• What needs to be done
Copy every line of the material from the line with "of the purple-tinged" up to and including the final line, the labeling requests included. Multiply each pixel coordinate in the answers by 1.95 and round it to a whole number, rounding halves up.

• Raw data

####################

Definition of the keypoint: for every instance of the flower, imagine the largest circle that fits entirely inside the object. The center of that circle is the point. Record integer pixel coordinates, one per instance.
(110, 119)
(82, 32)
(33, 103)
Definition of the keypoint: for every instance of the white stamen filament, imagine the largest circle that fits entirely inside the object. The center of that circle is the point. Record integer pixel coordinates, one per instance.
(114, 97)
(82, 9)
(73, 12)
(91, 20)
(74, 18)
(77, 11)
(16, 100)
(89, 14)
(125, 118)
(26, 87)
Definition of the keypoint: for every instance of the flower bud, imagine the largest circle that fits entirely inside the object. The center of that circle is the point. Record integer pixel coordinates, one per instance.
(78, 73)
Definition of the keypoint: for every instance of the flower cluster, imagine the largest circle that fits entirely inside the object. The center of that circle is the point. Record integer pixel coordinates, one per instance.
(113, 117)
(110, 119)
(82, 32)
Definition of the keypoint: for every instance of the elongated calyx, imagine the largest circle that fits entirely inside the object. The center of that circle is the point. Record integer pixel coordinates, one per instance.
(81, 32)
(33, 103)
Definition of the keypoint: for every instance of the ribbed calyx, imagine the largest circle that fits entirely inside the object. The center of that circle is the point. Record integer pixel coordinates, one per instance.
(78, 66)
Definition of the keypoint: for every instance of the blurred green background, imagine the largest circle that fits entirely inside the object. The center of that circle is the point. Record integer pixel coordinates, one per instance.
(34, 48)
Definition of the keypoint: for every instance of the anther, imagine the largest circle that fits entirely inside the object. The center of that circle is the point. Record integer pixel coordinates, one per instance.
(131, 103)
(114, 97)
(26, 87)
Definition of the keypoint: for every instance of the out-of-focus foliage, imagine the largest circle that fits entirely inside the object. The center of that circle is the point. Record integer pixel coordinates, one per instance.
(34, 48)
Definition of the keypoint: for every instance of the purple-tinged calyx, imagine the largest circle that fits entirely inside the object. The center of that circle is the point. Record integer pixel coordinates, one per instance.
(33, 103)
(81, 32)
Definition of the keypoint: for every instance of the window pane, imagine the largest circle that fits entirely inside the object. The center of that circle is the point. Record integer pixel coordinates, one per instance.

####################

• Exercise solution
Definition of the keypoint: for every instance of the purple-tinged calyx, imagine the largest circle that fits entirely inside the object. The center of that circle is the point. Record integer pixel coordinates, one per instance.
(64, 201)
(158, 62)
Definition of the keypoint: for every instance of the window pane, imagine the largest circle that fits entirely inside the object. The center of that circle is the point. Record integer pixel coordinates, one per instance.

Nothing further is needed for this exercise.